Boeing Co. BA on Sunday told airlines to stop flying its wide-body 777 aircraft equipped with a type of engine that broke apart during a flight over the weekend near Denver, as the Federal Aviation Administration said it would order immediate inspections of those jets.
Boeing’s recommendation followed action by regulators in the U.S. and Japan aimed at the Pratt & Whitney engines found on 128 of its 777s. The United Airlines Holdings Inc. flight Saturday was the third failure involving that model plane with those engines in recent years.
Safety investigators in the U.S. are trying to determine why the engine failed shortly after the Honolulu-bound plane took off, forcing it to return to Denver International Airport and leaving a trail of debris scattered over a nearby town.
United, the only airline in the U.S. that uses that engine type, said earlier Sunday evening that it had taken two dozen planes out of service.
Regulators in Japan had already ordered airlines to stop flying aircraft with the same engine type until further notice. Those include 13 Boeing 777s flown by Japan Airlines Co. and 19 operated by All Nippon Airways Co.
Korean Air Lines Co. grounded six of the jets.
Many of the 128 jets Boeing recommended to be sidelined while the FAA completes its inspection plan are already in storage. Airlines have mothballed some of the wide-body aircraft they use for long flights because of the coronavirus pandemic, which has weakened demand for travel. Boeing said 69 of the 777 aircraft with certain Pratt & Whitney 4000-series engines are in service.

### Study questions
A – Condense the paragraph of the Boeing 777 article that begins "Many of the 128 jets" into a shorter version that keeps its main facts.
B – Reproduce the Boeing 777 article word for word, starting at "Boeing’s recommendation followed" and ending at "in recent years.".

### Collected material
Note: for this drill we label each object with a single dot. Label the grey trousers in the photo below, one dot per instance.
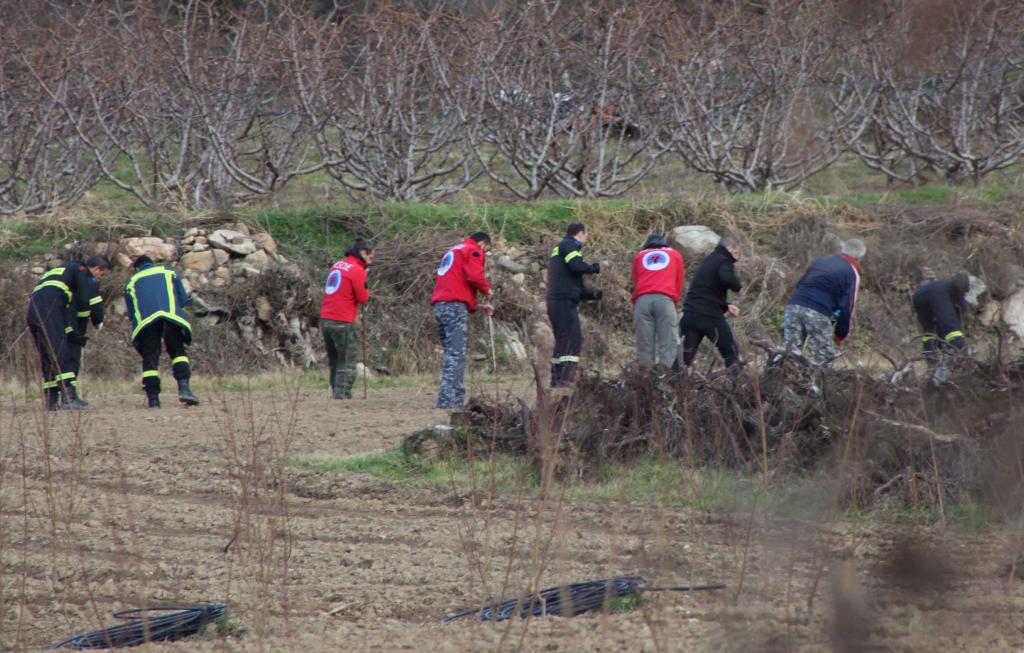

### Numbered responses
A – Many of the 128 jets that Boeing recommended sidelining during the FAA's inspection plan are already in storage. The pandemic has weakened travel demand, so airlines have parked some of the wide-body planes they use for long flights. Boeing said 69 of the 777s with certain Pratt & Whitney 4000-series engines are in service.

B –
Boeing’s recommendation followed action by regulators in the U.S. and Japan aimed at the Pratt & Whitney engines found on 128 of its 777s. The United Airlines Holdings Inc. flight Saturday was the third failure involving that model plane with those engines in recent years.